GOAL: Reproduce only the listing lines from the line containing "Indicate the power" through the line containing "[1065, 645]", inclusive, with "power cord" changed to "extension cable" and all else left as it stands.

TASK INPUTS:

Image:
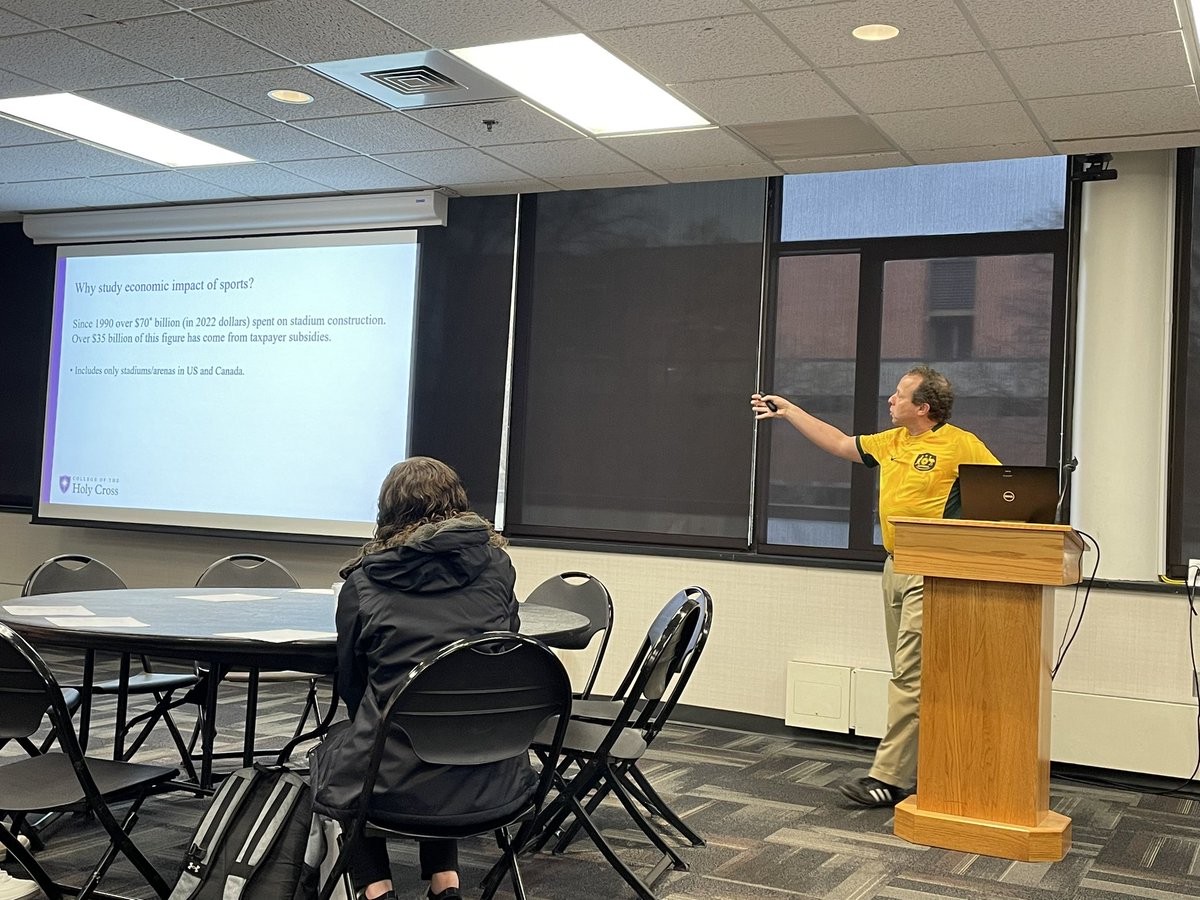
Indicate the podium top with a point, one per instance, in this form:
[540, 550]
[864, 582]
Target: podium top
--
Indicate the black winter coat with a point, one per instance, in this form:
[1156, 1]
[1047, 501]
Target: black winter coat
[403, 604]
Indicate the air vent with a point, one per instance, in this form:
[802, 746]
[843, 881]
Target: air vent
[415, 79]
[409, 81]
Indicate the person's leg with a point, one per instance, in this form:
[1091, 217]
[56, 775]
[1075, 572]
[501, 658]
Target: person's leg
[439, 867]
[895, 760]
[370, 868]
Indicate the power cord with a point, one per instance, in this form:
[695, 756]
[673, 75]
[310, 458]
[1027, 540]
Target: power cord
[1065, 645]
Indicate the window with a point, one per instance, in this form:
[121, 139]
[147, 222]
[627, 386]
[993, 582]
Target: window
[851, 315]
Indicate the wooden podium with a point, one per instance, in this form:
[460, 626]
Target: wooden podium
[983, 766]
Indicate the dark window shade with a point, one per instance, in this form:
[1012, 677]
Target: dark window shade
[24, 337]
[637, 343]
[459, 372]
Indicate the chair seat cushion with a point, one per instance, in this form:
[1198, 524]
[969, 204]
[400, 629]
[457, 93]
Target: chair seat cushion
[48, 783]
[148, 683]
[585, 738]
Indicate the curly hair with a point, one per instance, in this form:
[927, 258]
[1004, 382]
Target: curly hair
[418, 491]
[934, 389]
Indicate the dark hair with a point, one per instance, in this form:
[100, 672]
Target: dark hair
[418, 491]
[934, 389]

SOLUTION TO THIS PROBLEM:
Indicate the extension cable with a point, one per instance, in this form:
[695, 756]
[673, 75]
[310, 458]
[1027, 540]
Target: extension cable
[1065, 645]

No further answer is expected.